Copy out every line in the entries below that includes "target".

=== GIVEN DATA ===

* * *

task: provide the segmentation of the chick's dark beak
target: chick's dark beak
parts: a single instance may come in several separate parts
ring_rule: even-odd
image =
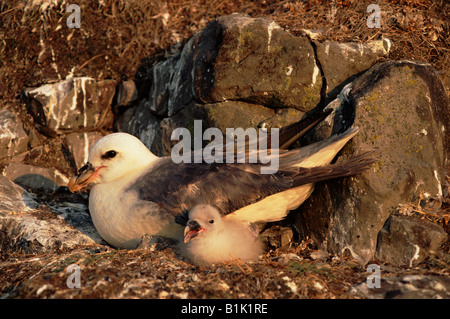
[[[196,220],[189,220],[186,228],[184,229],[184,243],[188,243],[190,240],[205,231],[206,229],[202,227]]]

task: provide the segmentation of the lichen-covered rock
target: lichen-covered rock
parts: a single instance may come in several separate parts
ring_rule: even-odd
[[[373,66],[380,57],[386,56],[392,45],[389,39],[364,44],[336,41],[314,41],[314,44],[326,79],[326,93],[330,95],[333,95],[333,90],[340,91],[359,73]]]
[[[378,235],[376,258],[414,267],[447,240],[441,226],[428,220],[391,215]]]
[[[180,53],[147,70],[149,108],[172,116],[191,103],[242,100],[302,111],[320,101],[322,78],[306,37],[272,19],[219,17]]]
[[[173,123],[188,127],[193,114],[187,110],[193,105],[200,113],[197,119],[222,129],[289,125],[315,108],[325,93],[332,96],[341,81],[385,56],[389,46],[389,40],[311,42],[270,18],[222,16],[165,60],[149,58],[139,67],[138,99],[118,116],[116,127],[167,155],[167,128],[175,128]]]
[[[257,127],[261,122],[275,116],[273,109],[241,101],[218,102],[202,107],[205,109],[209,126],[219,128],[224,134],[227,128]]]
[[[365,264],[399,204],[417,200],[421,191],[442,197],[449,102],[433,69],[410,61],[375,65],[346,86],[338,101],[334,119],[324,121],[318,135],[358,126],[360,133],[342,153],[373,149],[379,160],[359,176],[318,183],[295,225],[301,236],[334,253],[348,250]]]
[[[212,21],[166,60],[143,65],[136,87],[140,100],[118,116],[116,127],[167,155],[173,145],[168,129],[192,126],[194,119],[204,120],[204,129],[298,121],[319,103],[322,77],[308,38],[269,18],[232,14]]]
[[[220,17],[202,33],[193,43],[194,91],[200,101],[243,100],[302,111],[319,102],[322,78],[308,38],[292,35],[272,19],[240,14]]]
[[[259,123],[258,126],[266,129],[270,129],[272,127],[281,128],[300,121],[304,115],[304,112],[296,109],[279,109],[276,111],[274,116],[265,119]]]

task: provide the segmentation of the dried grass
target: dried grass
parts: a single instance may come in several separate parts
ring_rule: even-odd
[[[18,64],[25,71],[17,74],[18,84],[42,83],[58,78],[55,70],[48,68],[54,62],[60,77],[74,67],[75,75],[132,77],[146,56],[186,40],[218,16],[243,12],[253,17],[270,16],[294,34],[301,34],[303,29],[321,29],[322,40],[364,43],[386,37],[394,43],[390,59],[429,62],[448,80],[450,4],[443,0],[378,1],[382,25],[370,29],[366,9],[372,2],[82,0],[78,2],[82,28],[69,29],[65,26],[70,14],[65,12],[67,1],[3,0],[0,55],[4,62],[0,62],[0,74],[11,71],[9,63]],[[48,46],[47,50],[43,45]],[[54,50],[53,57],[49,47]],[[27,79],[23,78],[25,74]],[[7,88],[3,96],[12,97],[19,89],[11,85],[14,83],[2,84],[10,84],[3,85]]]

* * *

=== EXPECTED ANSWER ===
target: chick's dark beak
target: lichen-covered rock
target: dried grass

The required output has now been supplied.